Work to complete:
1. According to the article on PsiQuantum, in what year was PsiQuantum founded?
2. Print the part of the article on PsiQuantum that begins with "That’s why Jeremy, Terry, Mark" and ends after "tackle practical applications.".
3. For each statement, say whether the article on PsiQuantum agrees, and quote the words that decide it: (a) Siraj Khaliq joined the PsiQuantum board. (b) Photons interact with each other. (c) The founders came from the University of Oxford.

Passage to read:
6 Apr 2020

Our Investment in PsiQuantum: building the world’s first useful quantum computer

The last several decades of incredible technological progress we’ve witnessed have been made possible thanks to an exponential increase in computing power (the famous Moore’s Law). However, as Moore’s Law comes to an end, we fall short tackling today’s new technological frontiers — from synthetic biology to personalised healthcare or AI-driven drug discovery. Taking a classical computing approach would require exponentially higher (read: impossible) compute capability. Quantum computing breaks through these current limitations by taking a fundamentally different approach to solving the large-scale optimisation algorithms that lie at the heart of these problems.

Yet there has yet to be a consensus as to the optimal hardware type for a quantum computer. Each proposed architecture type has different scaling and quality challenges. But a team of the world’s leading quantum computing scientists from the University of Bristol and Imperial College London — Jeremy O’Brien, Terry Rudolph, Mark Thompson and Pete Shadbolt — believed they had the answer.

That’s why Jeremy, Terry, Mark and Pete founded PsiQuantum in 2017 to build the world’s first useful quantum computer using a photonic, or light-based, approach. The company believes that its approach is the only one that will allow the creation of a 1M (physical) qubit quantum computer — the scale where we can tackle practical applications.

Atomico is proud to announce its partnership with PsiQuantum by leading the firm’s latest funding round. Atomico Partner Siraj Khaliq has also joined the PsiQuantum board. At Atomico, we partner with ambitious founders delivering transformational change across every aspect of our society and economy and we believe that quantum computing will be world-changing, enabling technological progress that will address humanity’s most pressing challenges. We also believe that PsiQuantum’s strong team and incredible scientific breakthroughs make them positioned to be that company.

PsiQuantum’s photonics-based, Fault Tolerance approach has many advantages to other approaches. Photons are intrinsically low-noise, do not interact with each other, and do not feel heat. This allows operation at a higher temperature. That also means control electronics can go right on the chip — a requirement for large, error-corrected systems. Qubits can be sent between chips using conventional optical fiber; this is important because no one can build an entire quantum computer on a single chip — so qubits need to be able to travel between chips. Finally — photonics-based quantum has a path to manufacturability — in existing chip fab processes.

We are excited by the exponential impact of a useful quantum computer with 1M qubits on the world we live in, and we’re excited to join the PsiQuantum team on their journey.

Natural-language object grounding data:
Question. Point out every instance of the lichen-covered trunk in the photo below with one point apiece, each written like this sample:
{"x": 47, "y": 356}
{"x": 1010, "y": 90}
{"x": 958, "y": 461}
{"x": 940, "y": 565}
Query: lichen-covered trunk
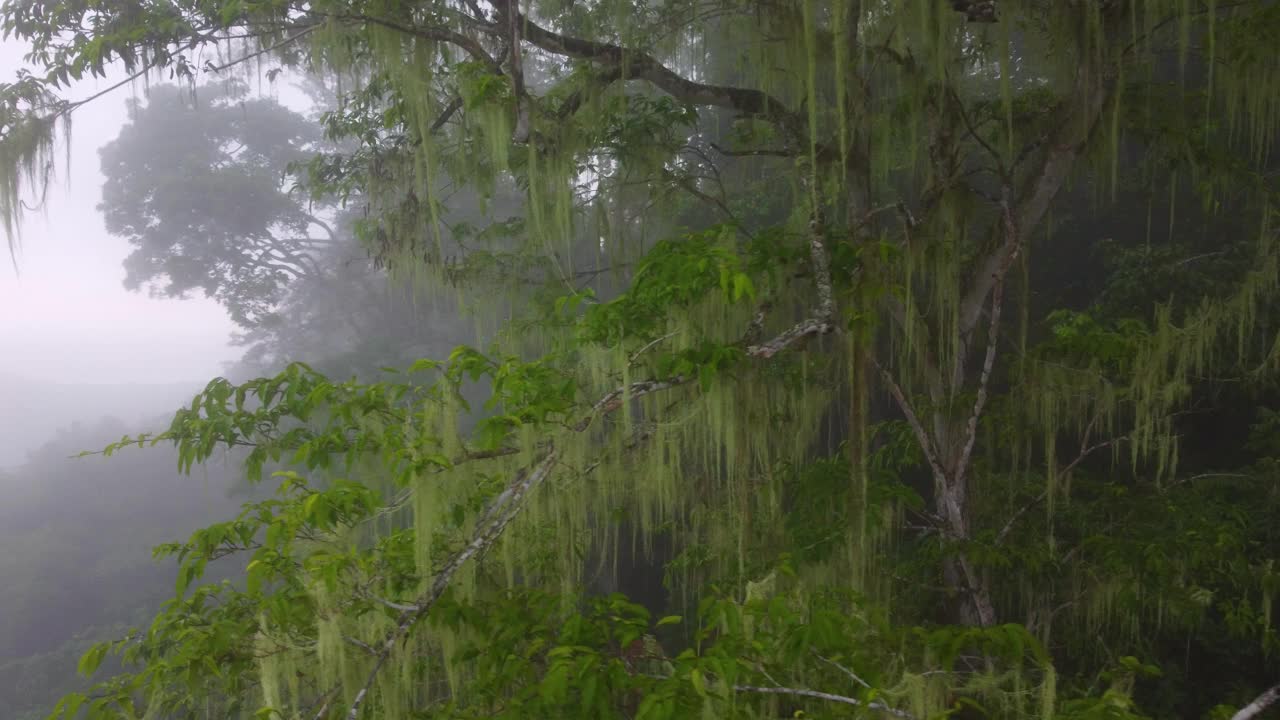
{"x": 965, "y": 583}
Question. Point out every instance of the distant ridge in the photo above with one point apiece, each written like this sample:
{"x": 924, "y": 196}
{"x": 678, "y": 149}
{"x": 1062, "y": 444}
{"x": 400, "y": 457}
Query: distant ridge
{"x": 32, "y": 411}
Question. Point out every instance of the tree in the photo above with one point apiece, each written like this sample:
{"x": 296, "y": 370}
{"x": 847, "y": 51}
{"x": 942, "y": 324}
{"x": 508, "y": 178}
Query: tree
{"x": 722, "y": 399}
{"x": 196, "y": 183}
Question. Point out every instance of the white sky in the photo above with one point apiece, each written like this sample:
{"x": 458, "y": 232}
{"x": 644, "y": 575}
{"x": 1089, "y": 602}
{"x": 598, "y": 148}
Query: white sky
{"x": 65, "y": 315}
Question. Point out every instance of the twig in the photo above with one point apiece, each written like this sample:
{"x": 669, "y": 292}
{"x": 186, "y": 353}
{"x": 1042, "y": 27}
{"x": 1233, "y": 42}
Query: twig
{"x": 272, "y": 48}
{"x": 821, "y": 323}
{"x": 498, "y": 516}
{"x": 842, "y": 669}
{"x": 828, "y": 697}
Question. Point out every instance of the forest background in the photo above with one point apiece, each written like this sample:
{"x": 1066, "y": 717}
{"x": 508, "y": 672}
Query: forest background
{"x": 909, "y": 359}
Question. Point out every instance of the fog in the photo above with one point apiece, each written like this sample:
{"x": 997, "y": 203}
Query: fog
{"x": 74, "y": 343}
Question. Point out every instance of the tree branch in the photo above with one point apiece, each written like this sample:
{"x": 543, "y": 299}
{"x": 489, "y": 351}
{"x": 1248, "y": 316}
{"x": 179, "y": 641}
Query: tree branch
{"x": 644, "y": 65}
{"x": 494, "y": 522}
{"x": 828, "y": 697}
{"x": 1260, "y": 703}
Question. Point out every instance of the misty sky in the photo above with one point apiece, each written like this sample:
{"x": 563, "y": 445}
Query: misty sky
{"x": 64, "y": 314}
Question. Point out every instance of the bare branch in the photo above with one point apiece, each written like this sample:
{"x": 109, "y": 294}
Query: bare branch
{"x": 821, "y": 323}
{"x": 499, "y": 515}
{"x": 828, "y": 697}
{"x": 997, "y": 296}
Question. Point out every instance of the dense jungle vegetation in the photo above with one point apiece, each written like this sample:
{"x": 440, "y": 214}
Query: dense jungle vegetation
{"x": 654, "y": 359}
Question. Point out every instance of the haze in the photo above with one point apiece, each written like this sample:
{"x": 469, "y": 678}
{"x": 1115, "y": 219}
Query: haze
{"x": 67, "y": 320}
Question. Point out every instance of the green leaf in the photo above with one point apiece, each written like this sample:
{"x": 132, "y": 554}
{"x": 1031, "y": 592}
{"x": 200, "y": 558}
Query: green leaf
{"x": 91, "y": 660}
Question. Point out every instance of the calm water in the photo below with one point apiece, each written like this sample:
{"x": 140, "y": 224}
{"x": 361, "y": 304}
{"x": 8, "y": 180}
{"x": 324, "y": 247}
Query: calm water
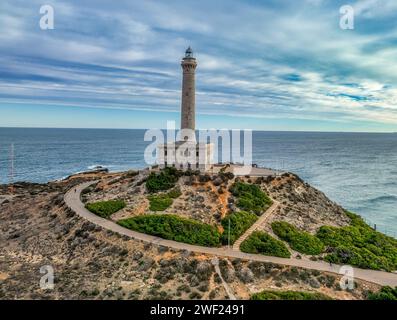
{"x": 358, "y": 170}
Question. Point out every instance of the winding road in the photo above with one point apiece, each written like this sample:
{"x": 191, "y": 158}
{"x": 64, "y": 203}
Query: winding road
{"x": 73, "y": 201}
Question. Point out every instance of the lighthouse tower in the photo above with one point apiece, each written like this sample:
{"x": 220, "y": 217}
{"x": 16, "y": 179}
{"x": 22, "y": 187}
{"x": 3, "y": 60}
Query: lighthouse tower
{"x": 188, "y": 106}
{"x": 186, "y": 153}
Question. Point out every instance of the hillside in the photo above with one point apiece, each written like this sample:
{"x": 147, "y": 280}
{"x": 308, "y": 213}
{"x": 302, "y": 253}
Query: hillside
{"x": 89, "y": 262}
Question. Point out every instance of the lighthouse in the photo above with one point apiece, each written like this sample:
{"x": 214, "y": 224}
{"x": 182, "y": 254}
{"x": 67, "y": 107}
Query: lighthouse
{"x": 186, "y": 153}
{"x": 188, "y": 101}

Solution set:
1. 2017

2.
That’s why Jeremy, Terry, Mark and Pete founded PsiQuantum in 2017 to build the world’s first useful quantum computer using a photonic, or light-based, approach. The company believes that its approach is the only one that will allow the creation of a 1M (physical) qubit quantum computer — the scale where we can tackle practical applications.

3.
(a) Yes: "Atomico Partner Siraj Khaliq has also joined the PsiQuantum board."
(b) No: "Photons are intrinsically low-noise, do not interact with each other, and do not feel heat."
(c) No: "from the University of Bristol and Imperial College London"